Go through the entries below. Copy each line in which "Task" appears.
___ Stored data ___
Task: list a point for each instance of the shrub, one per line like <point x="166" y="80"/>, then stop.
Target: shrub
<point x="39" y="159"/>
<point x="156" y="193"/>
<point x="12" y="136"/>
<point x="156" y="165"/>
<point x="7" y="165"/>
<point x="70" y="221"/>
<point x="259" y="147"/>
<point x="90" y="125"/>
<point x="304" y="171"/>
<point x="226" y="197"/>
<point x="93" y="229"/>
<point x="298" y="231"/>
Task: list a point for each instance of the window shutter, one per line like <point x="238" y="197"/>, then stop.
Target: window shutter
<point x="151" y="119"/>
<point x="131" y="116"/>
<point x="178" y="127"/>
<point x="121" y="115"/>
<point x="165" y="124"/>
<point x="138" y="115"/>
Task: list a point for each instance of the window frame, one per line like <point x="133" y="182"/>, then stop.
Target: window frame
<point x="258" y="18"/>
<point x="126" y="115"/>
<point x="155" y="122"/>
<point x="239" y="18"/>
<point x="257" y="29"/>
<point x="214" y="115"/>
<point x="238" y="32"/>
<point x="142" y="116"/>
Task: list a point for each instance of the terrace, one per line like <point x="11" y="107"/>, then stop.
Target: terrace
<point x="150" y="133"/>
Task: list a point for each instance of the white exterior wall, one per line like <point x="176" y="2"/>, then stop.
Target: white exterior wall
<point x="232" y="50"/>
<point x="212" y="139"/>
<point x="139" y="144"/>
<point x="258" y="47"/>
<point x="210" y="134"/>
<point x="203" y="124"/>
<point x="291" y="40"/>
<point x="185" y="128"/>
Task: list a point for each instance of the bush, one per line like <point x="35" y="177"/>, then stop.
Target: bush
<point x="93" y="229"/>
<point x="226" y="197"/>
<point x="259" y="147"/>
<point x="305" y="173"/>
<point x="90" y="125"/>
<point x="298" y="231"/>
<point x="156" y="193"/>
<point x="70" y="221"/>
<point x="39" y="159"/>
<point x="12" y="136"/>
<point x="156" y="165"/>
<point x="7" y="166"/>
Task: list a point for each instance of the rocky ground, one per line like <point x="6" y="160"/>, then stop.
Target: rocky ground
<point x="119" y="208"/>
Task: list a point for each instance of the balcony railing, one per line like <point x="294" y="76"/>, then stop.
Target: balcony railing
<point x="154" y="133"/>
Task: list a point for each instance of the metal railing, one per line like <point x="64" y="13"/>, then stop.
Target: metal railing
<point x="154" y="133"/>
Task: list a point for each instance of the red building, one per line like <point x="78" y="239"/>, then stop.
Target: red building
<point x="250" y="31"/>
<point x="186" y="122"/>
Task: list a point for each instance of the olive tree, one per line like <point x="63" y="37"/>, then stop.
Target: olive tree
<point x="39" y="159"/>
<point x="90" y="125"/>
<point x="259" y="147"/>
___
▶ **Output**:
Task: list a point for each instance of the shrub, one per line like <point x="166" y="80"/>, then stop.
Task: list a point for each instance of the window shutter, one per line like <point x="238" y="197"/>, then stop.
Task: list a point for each instance of the window frame, one per line like <point x="133" y="182"/>, then stop.
Task: list a point for each instance of the terrace, one per line like <point x="11" y="107"/>, then stop.
Task: list a point for each instance of the white exterior wall, one per line like <point x="176" y="2"/>, then stop.
Task: list a point for each instance of the bush, one per line like <point x="35" y="177"/>, then stop.
Task: list a point for each instance of the rocky ground, one per line like <point x="6" y="160"/>, then stop.
Task: list a point for each instance of the balcony railing, one per line like <point x="294" y="76"/>, then stop.
Task: list a point for each instance of the metal railing, one per line like <point x="64" y="13"/>, then stop.
Task: list a point for each instance of the red building, one per line like <point x="78" y="239"/>, then stop.
Task: list a point for each instance of the olive tree, one per line like <point x="63" y="37"/>, then stop.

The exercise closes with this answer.